● **Exercise aim**
Using the entries that follow, please report how many lines contain the word "Target", with no other words.

● **Given information**
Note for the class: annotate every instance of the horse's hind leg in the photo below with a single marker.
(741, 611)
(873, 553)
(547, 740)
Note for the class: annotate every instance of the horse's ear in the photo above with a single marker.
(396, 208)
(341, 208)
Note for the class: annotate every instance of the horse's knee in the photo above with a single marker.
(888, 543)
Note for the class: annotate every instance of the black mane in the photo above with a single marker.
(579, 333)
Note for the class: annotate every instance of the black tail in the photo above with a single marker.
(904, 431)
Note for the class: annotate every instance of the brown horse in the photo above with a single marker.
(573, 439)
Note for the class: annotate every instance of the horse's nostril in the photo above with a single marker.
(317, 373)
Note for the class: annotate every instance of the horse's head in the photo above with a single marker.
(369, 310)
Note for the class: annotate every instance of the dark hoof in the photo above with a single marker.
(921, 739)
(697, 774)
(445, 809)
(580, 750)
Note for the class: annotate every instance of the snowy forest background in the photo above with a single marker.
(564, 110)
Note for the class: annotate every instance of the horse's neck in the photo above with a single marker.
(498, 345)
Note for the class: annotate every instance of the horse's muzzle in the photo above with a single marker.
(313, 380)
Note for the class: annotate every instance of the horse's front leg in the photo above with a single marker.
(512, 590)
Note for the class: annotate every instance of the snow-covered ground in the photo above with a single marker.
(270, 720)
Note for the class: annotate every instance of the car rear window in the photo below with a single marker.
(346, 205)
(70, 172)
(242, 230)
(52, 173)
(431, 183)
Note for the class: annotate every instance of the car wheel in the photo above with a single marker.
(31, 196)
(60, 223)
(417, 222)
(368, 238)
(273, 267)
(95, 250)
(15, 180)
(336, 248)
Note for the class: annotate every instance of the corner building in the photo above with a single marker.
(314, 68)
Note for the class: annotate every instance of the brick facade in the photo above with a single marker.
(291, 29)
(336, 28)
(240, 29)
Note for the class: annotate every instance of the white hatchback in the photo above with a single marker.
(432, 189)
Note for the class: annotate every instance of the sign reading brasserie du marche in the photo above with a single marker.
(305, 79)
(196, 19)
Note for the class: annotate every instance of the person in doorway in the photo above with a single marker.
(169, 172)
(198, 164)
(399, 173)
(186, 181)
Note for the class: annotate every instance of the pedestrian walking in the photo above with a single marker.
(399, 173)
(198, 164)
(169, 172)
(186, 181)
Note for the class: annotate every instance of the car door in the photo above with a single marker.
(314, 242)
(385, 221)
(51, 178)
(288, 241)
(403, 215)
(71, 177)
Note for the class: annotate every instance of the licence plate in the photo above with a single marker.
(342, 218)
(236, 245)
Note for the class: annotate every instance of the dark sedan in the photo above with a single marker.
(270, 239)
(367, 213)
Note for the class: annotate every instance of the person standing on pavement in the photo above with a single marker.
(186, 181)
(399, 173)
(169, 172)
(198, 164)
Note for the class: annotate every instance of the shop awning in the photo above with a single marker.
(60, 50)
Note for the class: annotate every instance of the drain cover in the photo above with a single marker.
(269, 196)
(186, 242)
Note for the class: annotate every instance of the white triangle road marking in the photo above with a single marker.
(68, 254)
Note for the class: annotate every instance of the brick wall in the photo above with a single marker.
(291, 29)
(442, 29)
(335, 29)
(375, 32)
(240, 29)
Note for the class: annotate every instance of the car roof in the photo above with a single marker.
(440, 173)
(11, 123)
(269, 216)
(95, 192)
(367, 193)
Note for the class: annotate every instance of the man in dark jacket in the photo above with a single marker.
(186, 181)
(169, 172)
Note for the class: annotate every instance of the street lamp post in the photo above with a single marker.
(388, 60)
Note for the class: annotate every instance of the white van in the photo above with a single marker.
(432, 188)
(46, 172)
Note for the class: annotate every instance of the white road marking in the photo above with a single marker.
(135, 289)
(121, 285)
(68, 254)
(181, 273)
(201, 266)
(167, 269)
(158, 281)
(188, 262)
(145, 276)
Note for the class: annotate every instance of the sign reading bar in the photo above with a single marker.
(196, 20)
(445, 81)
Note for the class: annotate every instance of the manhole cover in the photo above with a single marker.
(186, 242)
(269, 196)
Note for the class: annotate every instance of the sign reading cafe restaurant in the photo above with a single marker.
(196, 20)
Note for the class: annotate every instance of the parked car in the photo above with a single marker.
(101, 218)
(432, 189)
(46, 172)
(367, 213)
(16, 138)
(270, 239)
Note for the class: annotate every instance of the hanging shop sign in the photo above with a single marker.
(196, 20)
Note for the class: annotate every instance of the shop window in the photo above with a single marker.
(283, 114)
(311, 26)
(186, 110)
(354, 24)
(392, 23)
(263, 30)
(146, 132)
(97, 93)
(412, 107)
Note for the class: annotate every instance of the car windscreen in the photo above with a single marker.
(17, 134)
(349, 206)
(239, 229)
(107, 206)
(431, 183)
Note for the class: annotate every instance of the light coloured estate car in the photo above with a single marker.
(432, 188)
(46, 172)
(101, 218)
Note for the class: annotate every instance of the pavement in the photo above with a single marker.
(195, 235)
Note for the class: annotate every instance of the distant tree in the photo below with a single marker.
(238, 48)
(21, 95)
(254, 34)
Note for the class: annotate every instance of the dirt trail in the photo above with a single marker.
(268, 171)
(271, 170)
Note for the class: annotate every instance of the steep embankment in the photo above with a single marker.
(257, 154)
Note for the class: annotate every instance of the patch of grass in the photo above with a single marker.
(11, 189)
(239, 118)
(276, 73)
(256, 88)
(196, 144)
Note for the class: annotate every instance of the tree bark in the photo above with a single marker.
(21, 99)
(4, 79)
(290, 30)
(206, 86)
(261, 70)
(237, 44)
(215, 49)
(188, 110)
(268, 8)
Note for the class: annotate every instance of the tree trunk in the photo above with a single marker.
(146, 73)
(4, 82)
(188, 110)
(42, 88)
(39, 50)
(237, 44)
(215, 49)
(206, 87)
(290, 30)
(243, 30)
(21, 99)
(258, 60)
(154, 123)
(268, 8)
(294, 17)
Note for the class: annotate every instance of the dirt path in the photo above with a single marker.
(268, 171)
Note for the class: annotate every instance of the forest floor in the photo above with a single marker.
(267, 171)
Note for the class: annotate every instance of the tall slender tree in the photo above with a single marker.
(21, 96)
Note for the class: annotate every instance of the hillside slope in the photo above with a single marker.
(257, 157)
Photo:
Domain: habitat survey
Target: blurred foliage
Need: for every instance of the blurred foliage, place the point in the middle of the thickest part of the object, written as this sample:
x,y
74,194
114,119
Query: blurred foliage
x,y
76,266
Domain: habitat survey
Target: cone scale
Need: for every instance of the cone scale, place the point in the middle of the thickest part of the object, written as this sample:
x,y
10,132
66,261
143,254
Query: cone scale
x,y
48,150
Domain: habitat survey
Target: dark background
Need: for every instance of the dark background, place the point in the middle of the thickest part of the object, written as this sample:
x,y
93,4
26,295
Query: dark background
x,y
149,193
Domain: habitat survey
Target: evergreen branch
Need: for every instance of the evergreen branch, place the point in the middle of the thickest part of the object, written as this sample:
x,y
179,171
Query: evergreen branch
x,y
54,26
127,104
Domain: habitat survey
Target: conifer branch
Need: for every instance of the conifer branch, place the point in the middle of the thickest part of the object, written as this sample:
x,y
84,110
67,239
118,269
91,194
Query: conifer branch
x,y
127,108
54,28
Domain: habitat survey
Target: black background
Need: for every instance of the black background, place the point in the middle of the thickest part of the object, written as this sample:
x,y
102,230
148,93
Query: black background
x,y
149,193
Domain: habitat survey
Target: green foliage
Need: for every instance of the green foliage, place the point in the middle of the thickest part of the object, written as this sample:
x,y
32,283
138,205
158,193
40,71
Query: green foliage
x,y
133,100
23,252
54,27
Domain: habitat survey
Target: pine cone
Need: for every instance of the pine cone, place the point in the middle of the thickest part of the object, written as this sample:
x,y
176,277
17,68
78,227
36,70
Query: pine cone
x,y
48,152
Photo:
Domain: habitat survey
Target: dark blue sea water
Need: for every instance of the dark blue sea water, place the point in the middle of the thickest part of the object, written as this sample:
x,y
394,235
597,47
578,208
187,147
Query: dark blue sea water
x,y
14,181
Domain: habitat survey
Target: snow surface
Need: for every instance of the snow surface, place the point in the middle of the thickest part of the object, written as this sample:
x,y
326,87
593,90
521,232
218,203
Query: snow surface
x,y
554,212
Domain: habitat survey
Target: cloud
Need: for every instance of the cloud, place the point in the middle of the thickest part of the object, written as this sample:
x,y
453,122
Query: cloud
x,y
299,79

● **Written response**
11